== The data ==
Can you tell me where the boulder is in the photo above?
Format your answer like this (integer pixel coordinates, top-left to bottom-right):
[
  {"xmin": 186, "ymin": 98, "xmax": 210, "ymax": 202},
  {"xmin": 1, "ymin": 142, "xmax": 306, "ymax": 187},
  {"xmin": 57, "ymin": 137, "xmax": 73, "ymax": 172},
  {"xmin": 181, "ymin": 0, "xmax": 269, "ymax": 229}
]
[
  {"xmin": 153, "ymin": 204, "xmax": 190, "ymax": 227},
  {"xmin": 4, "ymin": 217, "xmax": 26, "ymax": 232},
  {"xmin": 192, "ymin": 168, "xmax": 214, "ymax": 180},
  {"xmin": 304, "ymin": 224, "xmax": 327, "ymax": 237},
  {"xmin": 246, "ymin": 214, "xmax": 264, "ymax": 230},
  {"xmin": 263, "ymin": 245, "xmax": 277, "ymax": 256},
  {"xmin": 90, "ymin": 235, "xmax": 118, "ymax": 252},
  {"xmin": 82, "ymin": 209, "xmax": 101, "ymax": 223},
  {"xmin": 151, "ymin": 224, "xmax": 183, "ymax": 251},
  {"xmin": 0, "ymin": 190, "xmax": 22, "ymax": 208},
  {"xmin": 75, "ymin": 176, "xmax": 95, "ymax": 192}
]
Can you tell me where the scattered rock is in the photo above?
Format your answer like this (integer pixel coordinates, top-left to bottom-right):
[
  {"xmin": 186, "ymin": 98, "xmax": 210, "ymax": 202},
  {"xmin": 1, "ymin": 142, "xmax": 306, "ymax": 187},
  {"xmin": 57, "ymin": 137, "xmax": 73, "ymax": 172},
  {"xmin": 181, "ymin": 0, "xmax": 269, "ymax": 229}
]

== What is expected ==
Every line in the records above that contains the word "photo" is to be copied out.

== Written response ==
Can you tell me where the boulder is in the photo above?
Can you tell me where the scattered rock is in the photo above?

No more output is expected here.